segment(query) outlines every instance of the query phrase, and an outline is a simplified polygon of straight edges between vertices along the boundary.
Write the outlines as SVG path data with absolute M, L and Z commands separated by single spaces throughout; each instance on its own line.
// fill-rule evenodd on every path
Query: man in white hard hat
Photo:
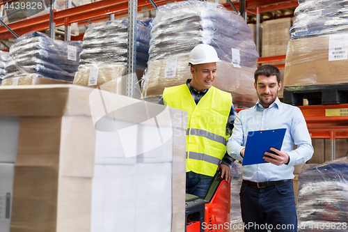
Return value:
M 186 193 L 205 199 L 212 177 L 221 169 L 230 182 L 235 160 L 226 153 L 236 111 L 230 93 L 212 86 L 216 78 L 215 49 L 198 45 L 189 56 L 192 79 L 166 88 L 159 104 L 188 112 L 186 137 Z

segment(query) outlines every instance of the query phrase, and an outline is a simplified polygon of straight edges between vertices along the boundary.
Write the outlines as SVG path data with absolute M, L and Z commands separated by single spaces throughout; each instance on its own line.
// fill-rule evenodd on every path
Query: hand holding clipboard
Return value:
M 248 132 L 242 165 L 267 163 L 262 158 L 264 153 L 276 154 L 270 148 L 280 150 L 285 132 L 285 128 Z

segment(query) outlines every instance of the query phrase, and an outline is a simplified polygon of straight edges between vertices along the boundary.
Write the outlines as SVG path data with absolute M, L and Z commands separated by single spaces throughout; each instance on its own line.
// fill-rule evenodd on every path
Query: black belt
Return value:
M 285 182 L 288 182 L 290 180 L 283 180 L 266 181 L 266 182 L 253 182 L 253 181 L 243 180 L 243 183 L 250 186 L 253 186 L 257 187 L 265 187 L 274 185 L 280 185 L 285 183 Z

Stated task
Copy the whole listing above line for line, without changing anything. Leave the picture out of your copy.

Exercise output
segment(query) outlines every instance of the query phrase, and an outline is a simplified polygon of straight edges between vertices along the boundary.
Write the outlines as SVG path data with absolute M, L and Z commands separated by single spaces throughout; each instance on its own line.
// fill-rule evenodd on every path
Query: man in white hard hat
Photo:
Return value:
M 186 193 L 205 199 L 212 177 L 221 169 L 230 182 L 235 160 L 226 153 L 236 111 L 230 93 L 212 86 L 216 78 L 215 49 L 198 45 L 189 56 L 192 79 L 166 88 L 159 104 L 188 112 L 186 137 Z

segment(query) outlines every instance of the query phrase, and an outline is a simplified polygon of straight edges between vertices along the boundary.
Write the outlines as SVG path data with absolute M, L and Z commands separated by single spaces throughout; each instance on its own line.
// fill-rule evenodd on every path
Query: hand holding clipboard
Return value:
M 248 132 L 242 165 L 267 163 L 262 158 L 264 153 L 276 154 L 270 148 L 280 150 L 285 132 L 285 128 Z

segment(query) outlines every instance of the query phrase, and an outline is a simplified polygon of straight edges between vertices along the boundary.
Write the outlines as SVG path data with absolute M, L and Z commands separated by single spaces throughout; each instance on its own line.
// fill-rule evenodd on every path
Query: black belt
Return value:
M 285 182 L 288 182 L 290 180 L 283 180 L 266 181 L 266 182 L 253 182 L 253 181 L 243 180 L 243 183 L 250 186 L 253 186 L 257 187 L 265 187 L 274 185 L 280 185 L 285 183 Z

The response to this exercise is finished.